При первом прочтении этот диалог ввел меня в ступор. Может сложиться впечатление, что это продолжается диалог между Максимом и Викой и что фраза про секс под кокаином принадлежит героине. Лишь спустя какое-то время понимаешь, что после слов “Вика влекла его” происходит резкий переход к Барни. Впрочем, сам Иличевский во время одного из своих выступлений по телевидению заявил, что он из тех авторов, кому нужен редактор.
Главная брешь в произведениях Иличевского — это герой. Создавая его, автор не пожелал начинать с нуля и пошел по наторенному маршруту своих прежних не вполне удачных поисков: детство на востоке (на сей раз это северный Кавказ), молодость в Штатах, множество неоправданных надежд, дефицит любви и счастья. Вообще, мотив утраченного чувства жизни проходит через произведения Иличевского лейтмотивом. Видимо, автор определил поиск этого чувства как свою главную художественную задачу.
С самого начала герой тонет в воспоминаниях, на смену которым приходят воспоминания о воспоминаниях. Заняв привычную ему позицию “постороннего”, автор сразу же потерял своего героя; как результат — Максим Покровский — еще один безнадежно одинокий человек, находящийся в поисках нового чувства жизни. Единственная его характерная черта — алкоголизм — изображена автором как-то наивно. Описывая пьянство Покровского, Иличевский даже не пытается объяснить его. Удивительно, насколько автору, убежденному трезвеннику, чужд этот человек “на дне”. С первых же страниц становится очевидным, что Максим Покровский — еще одна бутафория на опустевшей сцене.
Это касается не только протагониста. Как уже не раз говорилось, человек в произведениях Александра Иличевского не существует сам по себе. Так и здесь, все фигуры вписаны в некий замечательный брейгелевский пейзаж: китайские эмигранты на туманных улицах Сан-Франциско, слепой старик в гостинице, полной зеркал, два истребителя, парящие над ландшафтом обнаженного тела иранской проститутки. Персонажей нет — есть некая художественная композиция без действующих лиц, игра цвета и тени.

→ **Рабочее задание**
Какая единственная характерная черта Максима Покровского названа во фрагменте? Приведенные данные никак не связаны с содержанием фрагмента.

(Данные для локализации точек)

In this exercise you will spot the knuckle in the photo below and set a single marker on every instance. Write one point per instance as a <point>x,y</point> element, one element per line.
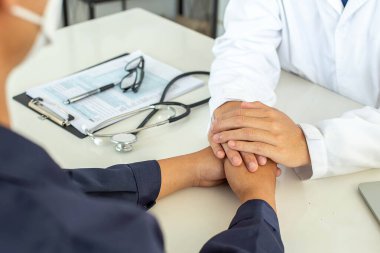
<point>275,126</point>
<point>259,148</point>
<point>258,103</point>
<point>247,132</point>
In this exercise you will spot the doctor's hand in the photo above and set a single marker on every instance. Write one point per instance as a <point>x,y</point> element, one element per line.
<point>263,130</point>
<point>222,150</point>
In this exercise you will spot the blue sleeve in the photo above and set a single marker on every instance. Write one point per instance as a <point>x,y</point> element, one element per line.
<point>43,210</point>
<point>254,229</point>
<point>137,183</point>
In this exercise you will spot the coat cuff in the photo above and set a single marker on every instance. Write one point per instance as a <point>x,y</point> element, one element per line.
<point>148,182</point>
<point>317,152</point>
<point>256,209</point>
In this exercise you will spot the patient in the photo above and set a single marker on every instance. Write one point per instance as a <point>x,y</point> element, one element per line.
<point>46,209</point>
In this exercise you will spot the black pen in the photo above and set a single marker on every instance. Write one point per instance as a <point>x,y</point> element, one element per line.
<point>88,94</point>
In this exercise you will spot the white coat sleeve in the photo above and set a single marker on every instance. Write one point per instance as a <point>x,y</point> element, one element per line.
<point>246,65</point>
<point>343,145</point>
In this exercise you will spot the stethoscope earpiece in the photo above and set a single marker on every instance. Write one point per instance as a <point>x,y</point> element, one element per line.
<point>124,142</point>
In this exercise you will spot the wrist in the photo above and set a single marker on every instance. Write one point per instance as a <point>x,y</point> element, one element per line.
<point>226,107</point>
<point>305,155</point>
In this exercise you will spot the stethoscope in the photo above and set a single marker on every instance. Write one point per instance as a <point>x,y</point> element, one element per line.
<point>124,140</point>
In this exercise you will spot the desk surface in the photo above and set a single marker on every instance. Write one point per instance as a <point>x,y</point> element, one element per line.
<point>326,215</point>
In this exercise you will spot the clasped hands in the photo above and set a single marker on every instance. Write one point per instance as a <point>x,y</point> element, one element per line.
<point>244,138</point>
<point>249,133</point>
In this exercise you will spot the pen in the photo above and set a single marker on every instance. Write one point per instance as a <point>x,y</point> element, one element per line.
<point>88,94</point>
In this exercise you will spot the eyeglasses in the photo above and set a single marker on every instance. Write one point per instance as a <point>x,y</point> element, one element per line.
<point>135,75</point>
<point>132,80</point>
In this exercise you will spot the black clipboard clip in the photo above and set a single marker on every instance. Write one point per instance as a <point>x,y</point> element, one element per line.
<point>41,106</point>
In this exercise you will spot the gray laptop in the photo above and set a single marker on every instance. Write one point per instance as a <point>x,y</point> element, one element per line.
<point>371,195</point>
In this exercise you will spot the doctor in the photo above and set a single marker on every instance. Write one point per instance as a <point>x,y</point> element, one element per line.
<point>46,209</point>
<point>334,43</point>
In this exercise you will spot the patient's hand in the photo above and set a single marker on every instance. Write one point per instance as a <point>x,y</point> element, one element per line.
<point>209,170</point>
<point>222,150</point>
<point>258,185</point>
<point>263,130</point>
<point>201,169</point>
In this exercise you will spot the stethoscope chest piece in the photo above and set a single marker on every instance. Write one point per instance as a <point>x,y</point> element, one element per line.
<point>124,142</point>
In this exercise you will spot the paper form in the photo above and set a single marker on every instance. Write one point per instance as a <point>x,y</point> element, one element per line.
<point>98,108</point>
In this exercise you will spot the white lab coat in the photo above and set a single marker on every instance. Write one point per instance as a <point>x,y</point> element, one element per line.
<point>335,47</point>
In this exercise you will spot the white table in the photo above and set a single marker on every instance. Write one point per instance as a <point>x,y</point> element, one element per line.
<point>326,215</point>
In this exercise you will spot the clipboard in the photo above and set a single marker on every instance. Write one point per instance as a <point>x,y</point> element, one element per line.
<point>36,105</point>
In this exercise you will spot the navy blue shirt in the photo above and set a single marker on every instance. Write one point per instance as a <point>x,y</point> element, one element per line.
<point>46,209</point>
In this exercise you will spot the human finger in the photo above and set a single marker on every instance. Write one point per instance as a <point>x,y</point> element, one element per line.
<point>278,172</point>
<point>232,155</point>
<point>241,122</point>
<point>262,160</point>
<point>250,161</point>
<point>217,149</point>
<point>252,112</point>
<point>245,134</point>
<point>258,148</point>
<point>252,105</point>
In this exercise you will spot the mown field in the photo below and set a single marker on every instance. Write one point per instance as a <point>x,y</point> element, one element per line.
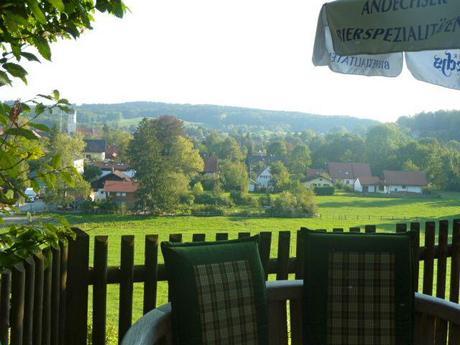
<point>344,210</point>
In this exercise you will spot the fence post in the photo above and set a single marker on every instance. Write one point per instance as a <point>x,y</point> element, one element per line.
<point>76,331</point>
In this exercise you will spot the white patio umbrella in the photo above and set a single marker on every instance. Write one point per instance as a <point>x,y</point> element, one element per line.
<point>369,37</point>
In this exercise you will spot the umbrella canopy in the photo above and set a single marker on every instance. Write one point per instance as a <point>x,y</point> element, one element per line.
<point>369,37</point>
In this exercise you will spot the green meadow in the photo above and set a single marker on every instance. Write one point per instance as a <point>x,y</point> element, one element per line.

→ **Результат выполнения**
Алкоголизм.